• [What is needed]: Out of the data below, copy every line with the string "biathlete".

*** Provided data

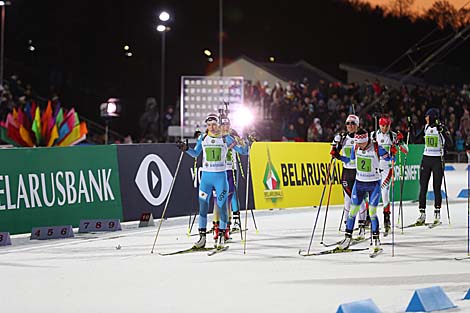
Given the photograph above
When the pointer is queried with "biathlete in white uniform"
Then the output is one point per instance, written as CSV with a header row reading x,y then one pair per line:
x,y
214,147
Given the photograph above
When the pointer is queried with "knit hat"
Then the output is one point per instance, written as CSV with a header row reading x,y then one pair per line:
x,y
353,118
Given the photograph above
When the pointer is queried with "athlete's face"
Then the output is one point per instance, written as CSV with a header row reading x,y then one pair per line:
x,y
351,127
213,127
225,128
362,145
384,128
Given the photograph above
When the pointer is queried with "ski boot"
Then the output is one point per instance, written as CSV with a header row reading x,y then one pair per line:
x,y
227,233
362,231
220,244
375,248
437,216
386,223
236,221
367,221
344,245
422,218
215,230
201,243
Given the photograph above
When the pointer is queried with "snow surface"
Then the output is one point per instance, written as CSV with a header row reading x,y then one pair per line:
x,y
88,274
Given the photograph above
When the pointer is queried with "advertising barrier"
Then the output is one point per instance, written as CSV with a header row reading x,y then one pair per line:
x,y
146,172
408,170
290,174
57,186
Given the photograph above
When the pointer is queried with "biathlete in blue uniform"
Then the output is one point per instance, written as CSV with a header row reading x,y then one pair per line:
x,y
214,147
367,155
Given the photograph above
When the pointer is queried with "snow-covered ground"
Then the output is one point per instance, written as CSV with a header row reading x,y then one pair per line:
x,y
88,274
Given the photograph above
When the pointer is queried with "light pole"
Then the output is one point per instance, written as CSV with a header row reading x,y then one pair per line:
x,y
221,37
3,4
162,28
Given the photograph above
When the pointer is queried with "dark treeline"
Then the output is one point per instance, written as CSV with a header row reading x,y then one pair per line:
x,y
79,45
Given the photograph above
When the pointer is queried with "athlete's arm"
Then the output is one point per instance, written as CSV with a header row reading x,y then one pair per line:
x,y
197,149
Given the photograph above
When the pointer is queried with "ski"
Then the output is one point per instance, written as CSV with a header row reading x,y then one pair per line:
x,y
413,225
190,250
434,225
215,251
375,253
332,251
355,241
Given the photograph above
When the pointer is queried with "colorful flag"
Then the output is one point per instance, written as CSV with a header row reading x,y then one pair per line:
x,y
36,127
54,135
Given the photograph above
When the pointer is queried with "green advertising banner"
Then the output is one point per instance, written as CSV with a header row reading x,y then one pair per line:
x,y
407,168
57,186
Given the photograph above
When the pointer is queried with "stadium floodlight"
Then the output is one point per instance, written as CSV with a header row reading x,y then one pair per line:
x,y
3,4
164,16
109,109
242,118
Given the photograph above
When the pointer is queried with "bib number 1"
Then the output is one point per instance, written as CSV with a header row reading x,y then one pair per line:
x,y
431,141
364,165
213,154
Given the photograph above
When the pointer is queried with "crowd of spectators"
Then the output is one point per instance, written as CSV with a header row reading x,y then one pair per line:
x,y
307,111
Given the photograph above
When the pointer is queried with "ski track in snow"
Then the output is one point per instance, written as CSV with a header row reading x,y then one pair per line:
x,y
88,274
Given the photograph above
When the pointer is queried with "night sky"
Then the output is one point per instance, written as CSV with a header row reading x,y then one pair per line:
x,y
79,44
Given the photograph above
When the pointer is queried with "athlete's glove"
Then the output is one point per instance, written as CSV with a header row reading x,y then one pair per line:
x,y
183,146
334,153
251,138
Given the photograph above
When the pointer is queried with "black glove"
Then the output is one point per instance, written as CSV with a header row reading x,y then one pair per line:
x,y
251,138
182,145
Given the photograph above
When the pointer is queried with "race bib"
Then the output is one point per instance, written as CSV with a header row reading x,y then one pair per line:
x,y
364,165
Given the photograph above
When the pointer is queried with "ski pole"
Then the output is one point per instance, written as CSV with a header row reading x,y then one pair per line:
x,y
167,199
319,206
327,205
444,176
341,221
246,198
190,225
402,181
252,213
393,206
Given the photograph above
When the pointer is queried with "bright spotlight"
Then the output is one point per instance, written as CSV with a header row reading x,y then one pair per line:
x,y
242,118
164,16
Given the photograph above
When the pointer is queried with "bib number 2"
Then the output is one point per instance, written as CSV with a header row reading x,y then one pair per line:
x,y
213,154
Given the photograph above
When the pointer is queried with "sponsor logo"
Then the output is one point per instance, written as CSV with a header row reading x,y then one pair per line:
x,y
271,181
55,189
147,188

******

• [Final answer]:
When the pointer is queried with "biathlete in white uniform"
When the pointer is queried with "biathlete in blue uniform"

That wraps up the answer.